#### Task goal:
Please return every record below exactly as it stands.

#### Material to process:
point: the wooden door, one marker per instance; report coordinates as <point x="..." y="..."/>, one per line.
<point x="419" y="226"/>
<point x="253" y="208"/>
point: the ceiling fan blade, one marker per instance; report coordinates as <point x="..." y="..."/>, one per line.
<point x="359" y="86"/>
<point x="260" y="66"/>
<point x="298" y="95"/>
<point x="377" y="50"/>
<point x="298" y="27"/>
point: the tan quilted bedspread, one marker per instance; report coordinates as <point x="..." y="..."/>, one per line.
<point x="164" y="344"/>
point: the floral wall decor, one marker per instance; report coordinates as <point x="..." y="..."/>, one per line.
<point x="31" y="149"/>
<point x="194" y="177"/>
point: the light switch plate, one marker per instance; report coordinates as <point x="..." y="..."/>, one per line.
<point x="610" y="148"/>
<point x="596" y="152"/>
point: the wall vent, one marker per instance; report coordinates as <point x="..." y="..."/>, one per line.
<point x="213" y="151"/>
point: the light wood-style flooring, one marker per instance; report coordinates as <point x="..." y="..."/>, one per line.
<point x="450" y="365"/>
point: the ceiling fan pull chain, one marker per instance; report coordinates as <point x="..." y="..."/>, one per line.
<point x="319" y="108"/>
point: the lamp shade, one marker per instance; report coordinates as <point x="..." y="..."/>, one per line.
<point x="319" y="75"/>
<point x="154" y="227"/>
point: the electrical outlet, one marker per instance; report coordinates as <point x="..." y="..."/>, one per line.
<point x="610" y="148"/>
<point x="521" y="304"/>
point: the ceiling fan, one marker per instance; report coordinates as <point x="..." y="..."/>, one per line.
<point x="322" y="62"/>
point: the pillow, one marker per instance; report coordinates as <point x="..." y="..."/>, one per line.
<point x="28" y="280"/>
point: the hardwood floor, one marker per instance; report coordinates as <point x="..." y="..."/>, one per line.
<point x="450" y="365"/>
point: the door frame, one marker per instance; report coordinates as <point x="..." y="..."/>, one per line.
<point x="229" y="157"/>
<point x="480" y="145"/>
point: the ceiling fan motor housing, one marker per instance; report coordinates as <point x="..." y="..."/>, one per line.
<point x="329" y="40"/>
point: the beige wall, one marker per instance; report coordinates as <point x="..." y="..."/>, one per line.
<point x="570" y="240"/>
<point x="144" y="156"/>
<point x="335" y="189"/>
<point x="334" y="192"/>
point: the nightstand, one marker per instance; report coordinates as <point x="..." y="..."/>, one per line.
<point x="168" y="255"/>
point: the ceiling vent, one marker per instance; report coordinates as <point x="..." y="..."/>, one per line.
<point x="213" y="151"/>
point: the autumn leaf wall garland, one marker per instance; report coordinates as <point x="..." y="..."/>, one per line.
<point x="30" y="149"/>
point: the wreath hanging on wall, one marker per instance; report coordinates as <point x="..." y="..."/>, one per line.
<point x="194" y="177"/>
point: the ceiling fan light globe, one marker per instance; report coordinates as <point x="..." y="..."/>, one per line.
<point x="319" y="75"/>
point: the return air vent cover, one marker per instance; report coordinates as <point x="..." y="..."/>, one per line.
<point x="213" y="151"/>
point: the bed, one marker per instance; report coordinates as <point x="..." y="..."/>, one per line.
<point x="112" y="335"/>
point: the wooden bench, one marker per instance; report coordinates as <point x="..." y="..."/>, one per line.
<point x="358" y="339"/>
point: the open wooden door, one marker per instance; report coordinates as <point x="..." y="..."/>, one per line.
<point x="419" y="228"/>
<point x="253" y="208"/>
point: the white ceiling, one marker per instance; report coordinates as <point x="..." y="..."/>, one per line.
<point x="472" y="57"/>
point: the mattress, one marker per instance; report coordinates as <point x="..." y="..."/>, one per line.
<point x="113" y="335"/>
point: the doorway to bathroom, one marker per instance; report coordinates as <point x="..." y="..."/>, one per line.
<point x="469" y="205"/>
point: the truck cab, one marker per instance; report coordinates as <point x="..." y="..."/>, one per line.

#### Task solution:
point: the wooden door, one marker per instance; report coordinates as <point x="..." y="..."/>, one per line.
<point x="419" y="226"/>
<point x="253" y="208"/>
point: the ceiling fan blade, one marker per instance; report coordinates as <point x="..." y="..."/>, one per line.
<point x="359" y="86"/>
<point x="260" y="66"/>
<point x="298" y="95"/>
<point x="377" y="50"/>
<point x="298" y="27"/>
point: the tan quilted bedspread, one marker per instance; report coordinates as <point x="..." y="..."/>, one per line.
<point x="164" y="344"/>
point: the floral wall decor, one marker per instance; report coordinates as <point x="..." y="..."/>, one per line.
<point x="31" y="149"/>
<point x="194" y="177"/>
point: the light switch plate, one marker per instance; report coordinates as <point x="..." y="..."/>, one per line.
<point x="610" y="148"/>
<point x="596" y="152"/>
point: the wall vent, one marker per instance; report coordinates as <point x="..." y="..."/>, one per line.
<point x="213" y="151"/>
point: the light wood-style flooring, one marker per instance; report coordinates as <point x="..." y="..."/>, one per line.
<point x="450" y="365"/>
point: the ceiling fan pull chain, one marker per instance; report coordinates as <point x="..." y="..."/>, one per line.
<point x="319" y="108"/>
point: the lamp shade, one marker per instance; report coordinates as <point x="..." y="..."/>, one per line.
<point x="319" y="75"/>
<point x="154" y="227"/>
point: the electrical outlet, one marker per instance; report coordinates as <point x="..." y="..."/>, one per line.
<point x="610" y="148"/>
<point x="521" y="304"/>
point: the ceiling fan, one marker per instance; report coordinates as <point x="..." y="..."/>, one per line.
<point x="322" y="62"/>
point: the pillow, one marker per instance; report coordinates as <point x="..." y="..."/>, one per line.
<point x="28" y="280"/>
point: the hardwood floor, one marker per instance; report coordinates as <point x="..." y="..."/>, one per line.
<point x="450" y="365"/>
point: the door frame, one marker per instance; report coordinates as <point x="..." y="..."/>, one per line.
<point x="229" y="157"/>
<point x="480" y="145"/>
point: the ceiling fan motor housing, one marker per instance; report coordinates as <point x="..." y="..."/>, one per line.
<point x="329" y="40"/>
point: the beige wall, one marker per instance; report coordinates as <point x="..." y="..."/>, one per line.
<point x="570" y="240"/>
<point x="144" y="156"/>
<point x="335" y="189"/>
<point x="334" y="192"/>
point: the nightstand, one marker per instance; report coordinates as <point x="..." y="..."/>, one per line.
<point x="168" y="255"/>
point: the ceiling vent, one marker per instance; report coordinates as <point x="..." y="..."/>, one per line.
<point x="213" y="151"/>
point: the autumn leaf wall garland, one marker per instance; report coordinates as <point x="..." y="..."/>, one per line.
<point x="30" y="149"/>
point: the wreath hanging on wall, one marker per instance; report coordinates as <point x="..." y="..."/>, one per line.
<point x="194" y="177"/>
point: the ceiling fan light globe, one marker per instance; report coordinates as <point x="..." y="..."/>, one per line.
<point x="319" y="75"/>
point: the return air vent cover, one marker per instance; report coordinates as <point x="..." y="..."/>, one per line.
<point x="213" y="151"/>
point: the bed, one marker per instance; report coordinates as <point x="..." y="..."/>, one per line.
<point x="112" y="335"/>
point: the wooden bench, one marker per instance; report coordinates as <point x="..." y="..."/>, one per line.
<point x="358" y="339"/>
point: the open wooden door, one marker per instance; report coordinates as <point x="..." y="..."/>, one per line.
<point x="419" y="228"/>
<point x="253" y="208"/>
point: the white ceiling, one marker per instance; report coordinates as <point x="..." y="..."/>, one per line.
<point x="472" y="57"/>
point: the mattress, one marker per instance; report coordinates as <point x="..." y="..."/>, one per line.
<point x="113" y="335"/>
point: the doorway to bathroom, one marker per instance; report coordinates as <point x="..." y="..."/>, one per line.
<point x="469" y="205"/>
point: the truck cab, one marker per instance; report coordinates as <point x="..." y="..."/>, one per line.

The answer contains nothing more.